:: Problem set ::
1. For the essay below on how the eye and the camera see, decide whether each statement agrees with it: (a) our eyes capture a wider dynamic range than any camera; (b) old film cameras have a greater dynamic range than today’s digital cameras; (c) the camera sees only a rectangle. Answer yes or no for each, and quote the words from the essay that decide it.
2. Render this sentence from the essay below on how the eye and the camera see in Spanish: "Fortunately today’s digital cameras have a much greater dynamic range than the old film cameras, so that’s a start."

:: Page ::
......
When I was in grade school, I once did a science fair project comparing the way the eye works to the way a camera works. I made side-by-side displays of how the light enters each and what each does with it. There were similarities and of course vast differences.

But it isn’t the technical similarities and differences that I want to talk about now. Instead, let’s discuss the way each “device” sees.

This is so important because before we take a photo, we see the photo with our eyes. Well, we think we see the photo. Many of us — undoubtedly all of us at least a dozen or so times — have disappointingly looked at a photo we took and said, “Well, that’s not the way it looked.”

So, if we can’t successfully translate what our eyes see to what our camera sees, then we will continue to be disappointed, frustrated, and all that.

Let’s take for an example the ever-popular photo subject — the sunset. People takes loads of pictures of sunsets, and often are disappointed with the results. Why?

Dynamic Range

A technical term, alas, but worth remembering. It pertains to the range of bright areas to dark areas in a scene that can be displayed — in this case by the eye or the camera. Our eyes are able to capture a much wider dynamic range than any camera (yes, there are ways to increase the camera’s range, but that’s another story). So when we look at a sunset — with it’s bright areas (the golden sun) and the shadowed areas on the land — we envision a beautiful photo. But what we get instead often is a big white dot (the sun) above a solid black landscape.

Well, of course that’s an exaggeration, perhaps, but you get my point. So how do we get around this dynamic range problem if we want to continue to take pictures of sunsets? Fortunately today’s digital cameras have a much greater dynamic range than the old film cameras, so that’s a start. And the software we use to edit the photos can bring out more range (if you haven’t already, read my blog post about Google Photos). And if you really want to get even more range, you can learn about “HDR” photography — “High Dynamic Range.” Google it — there’s a lot online about it.

But to summarize — when looking at a contrasty scene and wanting to photograph it, keep in mind that you are seeing things that the camera can’t — sort of like a dog hearing things that we can’t. Remember that before you snap the shutter. Perhaps shoot from a different angle or compose the photo differently.


Which brings us to the second big difference between the eye and the camera: the eye has an infinite field of vision — seamless with no borders. The camera sees only a rectangle. So — back to the sunset — we see this splendid vista — a wide expanse of golden sky along a never ending horizon and upward to the stars. The camera? A golden rectangle. Doesn’t have quite the drama, even though it might be pretty, it’s hard to capture the awesomeness.
......
:: Material provided ::
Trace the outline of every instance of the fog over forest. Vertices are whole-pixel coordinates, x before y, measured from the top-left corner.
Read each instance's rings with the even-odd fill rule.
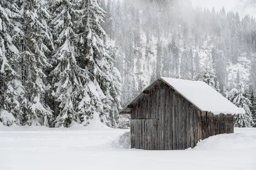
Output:
[[[255,126],[255,3],[234,1],[1,1],[0,121],[128,128],[119,111],[164,76],[204,81]]]

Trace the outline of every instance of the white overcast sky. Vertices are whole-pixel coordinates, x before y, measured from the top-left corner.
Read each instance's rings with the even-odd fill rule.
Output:
[[[240,15],[245,14],[253,15],[256,17],[256,5],[245,6],[244,2],[246,0],[191,0],[194,6],[199,6],[202,8],[208,8],[210,10],[214,7],[215,10],[220,9],[224,6],[226,11],[233,10],[238,11]],[[248,0],[249,1],[249,0]]]

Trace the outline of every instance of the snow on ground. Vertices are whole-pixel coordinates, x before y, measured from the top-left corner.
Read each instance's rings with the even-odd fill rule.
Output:
[[[0,122],[0,169],[256,170],[256,128],[236,129],[236,134],[211,137],[185,150],[113,147],[113,142],[127,141],[128,135],[118,136],[128,130],[7,127]]]

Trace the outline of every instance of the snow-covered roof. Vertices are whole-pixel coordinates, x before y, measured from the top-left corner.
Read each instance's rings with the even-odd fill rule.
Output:
[[[244,109],[237,107],[204,82],[165,77],[161,79],[201,111],[215,115],[245,113]]]
[[[159,81],[168,84],[180,95],[202,111],[209,112],[214,115],[245,114],[243,108],[238,108],[231,101],[204,82],[161,77],[148,86],[144,90],[150,89]],[[144,95],[143,92],[119,112],[130,114],[129,107]]]

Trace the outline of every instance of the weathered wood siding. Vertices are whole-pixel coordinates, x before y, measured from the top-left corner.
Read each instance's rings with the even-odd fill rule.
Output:
[[[147,90],[131,106],[132,148],[184,150],[200,139],[234,132],[232,115],[201,112],[162,81]]]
......
:: The answers ::
1.
(a) Yes: "Our eyes are able to capture a much wider dynamic range than any camera"
(b) No: "Fortunately today’s digital cameras have a much greater dynamic range than the old film cameras"
(c) Yes: "The camera sees only a rectangle."

2. Afortunadamente, las cámaras digitales de hoy tienen un rango dinámico mucho mayor que las antiguas cámaras de película, así que eso es un comienzo.